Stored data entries
========

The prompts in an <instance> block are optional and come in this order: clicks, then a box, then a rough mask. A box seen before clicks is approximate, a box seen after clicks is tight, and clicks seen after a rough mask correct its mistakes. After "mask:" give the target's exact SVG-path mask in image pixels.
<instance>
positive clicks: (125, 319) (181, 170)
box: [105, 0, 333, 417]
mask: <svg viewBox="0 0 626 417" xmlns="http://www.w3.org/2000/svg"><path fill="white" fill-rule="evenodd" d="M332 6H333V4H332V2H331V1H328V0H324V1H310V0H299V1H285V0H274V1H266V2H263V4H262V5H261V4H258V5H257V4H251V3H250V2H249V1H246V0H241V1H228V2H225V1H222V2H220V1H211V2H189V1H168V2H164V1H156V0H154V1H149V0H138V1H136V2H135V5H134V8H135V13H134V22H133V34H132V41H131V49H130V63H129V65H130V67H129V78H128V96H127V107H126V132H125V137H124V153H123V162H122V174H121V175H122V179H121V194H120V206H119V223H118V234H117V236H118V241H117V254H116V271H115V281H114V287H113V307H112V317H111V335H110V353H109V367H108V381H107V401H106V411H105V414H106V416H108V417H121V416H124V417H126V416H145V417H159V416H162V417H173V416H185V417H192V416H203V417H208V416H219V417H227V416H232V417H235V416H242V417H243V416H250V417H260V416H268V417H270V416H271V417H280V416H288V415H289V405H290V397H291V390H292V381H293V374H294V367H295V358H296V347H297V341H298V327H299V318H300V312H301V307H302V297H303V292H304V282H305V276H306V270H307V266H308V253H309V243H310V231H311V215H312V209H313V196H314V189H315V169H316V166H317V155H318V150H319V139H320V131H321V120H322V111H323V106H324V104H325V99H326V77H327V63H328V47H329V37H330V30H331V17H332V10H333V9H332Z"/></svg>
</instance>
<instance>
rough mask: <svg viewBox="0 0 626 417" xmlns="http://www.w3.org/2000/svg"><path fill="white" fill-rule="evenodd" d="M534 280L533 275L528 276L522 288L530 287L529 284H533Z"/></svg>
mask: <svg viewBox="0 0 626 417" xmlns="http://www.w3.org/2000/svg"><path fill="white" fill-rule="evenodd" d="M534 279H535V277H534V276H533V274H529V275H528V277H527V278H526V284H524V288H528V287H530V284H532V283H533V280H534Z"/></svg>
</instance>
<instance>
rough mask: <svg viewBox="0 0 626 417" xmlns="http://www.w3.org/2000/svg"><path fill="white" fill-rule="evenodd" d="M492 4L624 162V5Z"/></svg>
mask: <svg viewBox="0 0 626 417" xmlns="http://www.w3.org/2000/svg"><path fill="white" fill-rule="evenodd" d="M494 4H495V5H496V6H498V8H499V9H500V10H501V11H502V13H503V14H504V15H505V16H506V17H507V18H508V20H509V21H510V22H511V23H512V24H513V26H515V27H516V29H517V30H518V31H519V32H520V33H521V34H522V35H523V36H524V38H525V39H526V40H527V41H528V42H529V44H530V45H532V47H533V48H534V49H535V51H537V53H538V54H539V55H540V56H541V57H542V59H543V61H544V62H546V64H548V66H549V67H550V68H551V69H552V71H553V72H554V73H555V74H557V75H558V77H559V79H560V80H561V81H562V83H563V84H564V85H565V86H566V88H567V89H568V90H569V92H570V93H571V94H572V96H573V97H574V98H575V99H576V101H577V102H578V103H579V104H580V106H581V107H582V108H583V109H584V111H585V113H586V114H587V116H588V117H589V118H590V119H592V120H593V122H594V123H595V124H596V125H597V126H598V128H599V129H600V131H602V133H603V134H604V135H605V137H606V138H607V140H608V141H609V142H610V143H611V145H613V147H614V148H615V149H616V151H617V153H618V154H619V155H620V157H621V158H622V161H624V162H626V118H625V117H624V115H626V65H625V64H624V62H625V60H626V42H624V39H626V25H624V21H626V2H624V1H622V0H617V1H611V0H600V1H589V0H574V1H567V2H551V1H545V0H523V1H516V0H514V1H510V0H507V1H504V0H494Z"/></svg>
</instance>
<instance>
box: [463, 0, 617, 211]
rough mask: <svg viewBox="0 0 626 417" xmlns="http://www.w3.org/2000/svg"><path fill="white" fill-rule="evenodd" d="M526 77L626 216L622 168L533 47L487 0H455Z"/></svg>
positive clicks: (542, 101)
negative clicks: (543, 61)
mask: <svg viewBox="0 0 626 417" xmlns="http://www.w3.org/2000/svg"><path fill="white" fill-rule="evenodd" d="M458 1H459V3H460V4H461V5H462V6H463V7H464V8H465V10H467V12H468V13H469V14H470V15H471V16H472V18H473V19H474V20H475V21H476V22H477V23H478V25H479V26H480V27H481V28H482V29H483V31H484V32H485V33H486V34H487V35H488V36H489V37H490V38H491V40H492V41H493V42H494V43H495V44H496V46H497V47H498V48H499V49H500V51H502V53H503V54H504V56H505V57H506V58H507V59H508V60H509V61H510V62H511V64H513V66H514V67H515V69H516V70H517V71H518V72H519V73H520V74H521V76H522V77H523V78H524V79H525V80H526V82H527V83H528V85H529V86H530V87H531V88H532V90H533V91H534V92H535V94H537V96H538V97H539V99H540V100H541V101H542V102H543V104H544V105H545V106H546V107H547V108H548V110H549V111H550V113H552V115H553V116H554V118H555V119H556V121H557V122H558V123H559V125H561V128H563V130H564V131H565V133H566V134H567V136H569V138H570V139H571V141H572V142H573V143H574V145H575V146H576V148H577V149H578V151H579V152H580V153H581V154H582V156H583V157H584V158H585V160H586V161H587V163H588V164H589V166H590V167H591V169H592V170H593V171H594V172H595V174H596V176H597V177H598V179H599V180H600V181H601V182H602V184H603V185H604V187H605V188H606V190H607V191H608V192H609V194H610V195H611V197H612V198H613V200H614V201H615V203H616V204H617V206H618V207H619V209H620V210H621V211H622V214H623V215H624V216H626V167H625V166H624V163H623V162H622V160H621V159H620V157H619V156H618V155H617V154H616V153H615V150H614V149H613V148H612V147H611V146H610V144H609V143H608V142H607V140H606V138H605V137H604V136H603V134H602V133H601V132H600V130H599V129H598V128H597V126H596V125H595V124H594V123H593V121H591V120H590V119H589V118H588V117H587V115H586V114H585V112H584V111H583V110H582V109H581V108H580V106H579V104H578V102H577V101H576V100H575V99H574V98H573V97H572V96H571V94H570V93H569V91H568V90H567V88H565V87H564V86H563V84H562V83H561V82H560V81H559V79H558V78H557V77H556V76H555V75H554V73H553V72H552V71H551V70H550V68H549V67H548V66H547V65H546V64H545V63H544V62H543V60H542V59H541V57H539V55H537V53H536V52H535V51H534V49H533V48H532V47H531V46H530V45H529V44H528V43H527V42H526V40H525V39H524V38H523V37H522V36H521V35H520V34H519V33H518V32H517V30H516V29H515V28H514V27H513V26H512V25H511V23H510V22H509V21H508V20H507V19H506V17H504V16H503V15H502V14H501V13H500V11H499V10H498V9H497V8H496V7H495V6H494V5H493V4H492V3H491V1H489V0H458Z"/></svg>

========

[Problem to work on]: Every entry is to be printed exactly as given.

[Written response]:
The prompts in an <instance> block are optional and come in this order: clicks, then a box, then a rough mask. A box seen before clicks is approximate, a box seen after clicks is tight, and clicks seen after a rough mask correct its mistakes. After "mask:" give the target's exact SVG-path mask in image pixels.
<instance>
positive clicks: (125, 319) (181, 170)
box: [105, 0, 333, 417]
mask: <svg viewBox="0 0 626 417" xmlns="http://www.w3.org/2000/svg"><path fill="white" fill-rule="evenodd" d="M332 6H333V4H332V2H331V1H328V0H324V1H310V0H299V1H285V0H274V1H266V2H263V4H262V5H261V4H258V5H257V4H251V3H250V2H249V1H246V0H241V1H228V2H225V1H222V2H220V1H211V2H189V1H168V2H164V1H156V0H154V1H149V0H138V1H136V2H135V5H134V8H135V13H134V22H133V34H132V41H131V49H130V63H129V65H130V67H129V78H128V96H127V107H126V132H125V137H124V153H123V162H122V174H121V175H122V179H121V194H120V206H119V223H118V234H117V236H118V241H117V254H116V271H115V281H114V287H113V307H112V317H111V335H110V353H109V367H108V381H107V401H106V411H105V414H106V416H108V417H121V416H124V417H126V416H145V417H159V416H162V417H173V416H185V417H192V416H203V417H208V416H219V417H227V416H232V417H235V416H242V417H243V416H250V417H260V416H268V417H270V416H271V417H280V416H288V415H289V405H290V397H291V390H292V381H293V374H294V367H295V358H296V347H297V341H298V327H299V318H300V312H301V307H302V297H303V292H304V282H305V276H306V270H307V266H308V253H309V243H310V231H311V215H312V209H313V196H314V189H315V169H316V166H317V155H318V150H319V139H320V131H321V120H322V111H323V106H324V104H325V99H326V77H327V63H328V47H329V37H330V30H331V17H332V10H333V9H332Z"/></svg>
</instance>
<instance>
rough mask: <svg viewBox="0 0 626 417" xmlns="http://www.w3.org/2000/svg"><path fill="white" fill-rule="evenodd" d="M534 280L533 275L528 276L522 288L530 287L529 284H533Z"/></svg>
mask: <svg viewBox="0 0 626 417" xmlns="http://www.w3.org/2000/svg"><path fill="white" fill-rule="evenodd" d="M534 279H535V277H534V276H533V274H529V275H528V277H527V278H526V284H524V288H528V287H530V284H532V283H533V280H534Z"/></svg>
</instance>
<instance>
rough mask: <svg viewBox="0 0 626 417" xmlns="http://www.w3.org/2000/svg"><path fill="white" fill-rule="evenodd" d="M492 4L624 162V5Z"/></svg>
mask: <svg viewBox="0 0 626 417" xmlns="http://www.w3.org/2000/svg"><path fill="white" fill-rule="evenodd" d="M494 4H495V5H496V6H498V8H499V9H500V10H501V11H502V13H503V14H504V15H505V16H506V17H507V18H508V20H509V21H510V22H511V23H512V24H513V26H515V27H516V29H517V30H518V31H519V32H520V33H521V34H522V35H523V36H524V38H525V39H526V40H527V41H528V42H529V44H530V45H532V47H533V48H534V49H535V51H537V53H538V54H539V55H540V56H541V57H542V59H543V61H544V62H546V64H548V66H549V67H550V68H551V69H552V71H553V72H554V73H555V74H557V75H558V77H559V79H560V80H561V81H562V83H563V84H564V85H565V86H566V88H567V89H568V90H569V92H570V93H571V94H572V96H573V97H574V98H575V99H576V101H577V102H578V103H579V104H580V106H581V107H582V108H583V109H584V111H585V113H586V114H587V116H588V117H589V118H590V119H592V120H593V122H594V123H595V124H596V125H597V126H598V128H599V129H600V131H602V133H603V134H604V135H605V137H606V138H607V140H608V141H609V142H610V143H611V145H613V147H614V148H615V149H616V151H617V153H618V154H619V155H620V157H621V158H622V161H624V162H626V118H625V117H624V115H626V65H625V64H624V62H625V60H626V42H624V39H626V25H624V21H626V2H624V1H622V0H617V1H611V0H600V1H589V0H574V1H567V2H551V1H545V0H523V1H516V0H514V1H510V0H507V1H504V0H494Z"/></svg>
</instance>
<instance>
box: [463, 0, 617, 211]
rough mask: <svg viewBox="0 0 626 417" xmlns="http://www.w3.org/2000/svg"><path fill="white" fill-rule="evenodd" d="M526 77L626 216L622 168L533 47L487 0H455Z"/></svg>
positive clicks: (542, 101)
negative clicks: (543, 61)
mask: <svg viewBox="0 0 626 417" xmlns="http://www.w3.org/2000/svg"><path fill="white" fill-rule="evenodd" d="M458 1H459V3H460V4H461V5H462V6H463V7H464V8H465V10H467V12H468V13H469V14H470V15H471V16H472V18H473V19H474V20H475V21H476V22H477V23H478V25H479V26H480V27H481V28H482V29H483V31H484V32H485V33H486V34H487V35H488V36H489V37H490V38H491V40H492V41H493V42H494V43H495V44H496V46H497V47H498V48H499V49H500V51H502V53H503V54H504V56H505V57H506V58H507V59H508V60H509V61H510V62H511V64H513V66H514V67H515V69H516V70H517V71H518V72H519V73H520V74H521V76H522V77H523V78H524V79H525V80H526V82H527V83H528V85H529V86H530V87H531V88H532V90H533V91H534V92H535V94H537V96H538V97H539V99H540V100H541V101H542V102H543V104H544V105H545V106H546V107H547V108H548V110H549V111H550V113H552V115H553V116H554V118H555V119H556V121H557V122H558V123H559V125H561V128H563V130H564V131H565V133H566V134H567V136H569V138H570V139H571V141H572V142H573V143H574V145H575V146H576V148H577V149H578V151H579V152H580V153H581V154H582V156H583V157H584V158H585V160H586V161H587V163H588V164H589V166H590V167H591V169H592V170H593V171H594V172H595V174H596V176H597V177H598V179H599V180H600V181H601V182H602V184H603V185H604V187H605V188H606V190H607V191H608V192H609V194H610V195H611V197H612V198H613V200H614V201H615V203H616V204H617V206H618V207H619V209H620V210H621V211H622V214H623V215H624V216H626V167H625V166H624V163H623V162H622V160H621V159H620V157H619V156H618V155H617V154H616V153H615V150H614V149H613V148H612V147H611V146H610V144H609V143H608V142H607V140H606V138H605V137H604V136H603V134H602V133H601V132H600V130H599V129H598V128H597V126H596V125H595V124H594V123H593V121H591V120H590V119H589V118H588V117H587V115H586V114H585V112H584V111H583V110H582V109H581V108H580V106H579V104H578V102H577V101H576V100H575V99H574V98H573V97H572V96H571V94H570V93H569V91H568V90H567V88H565V87H564V86H563V84H562V83H561V82H560V81H559V79H558V78H557V77H556V76H555V75H554V73H553V72H552V71H551V70H550V68H549V67H548V66H547V65H546V64H545V63H544V62H543V60H542V59H541V57H539V55H537V53H536V52H535V51H534V49H533V48H532V47H531V46H530V45H529V44H528V43H527V42H526V40H525V39H524V38H523V37H522V36H521V35H520V34H519V33H518V32H517V30H516V29H515V28H514V27H513V26H512V25H511V23H510V22H509V21H508V20H507V19H506V17H504V16H503V15H502V14H501V13H500V11H499V10H498V9H497V8H496V7H495V6H494V5H493V4H492V3H491V1H489V0H458Z"/></svg>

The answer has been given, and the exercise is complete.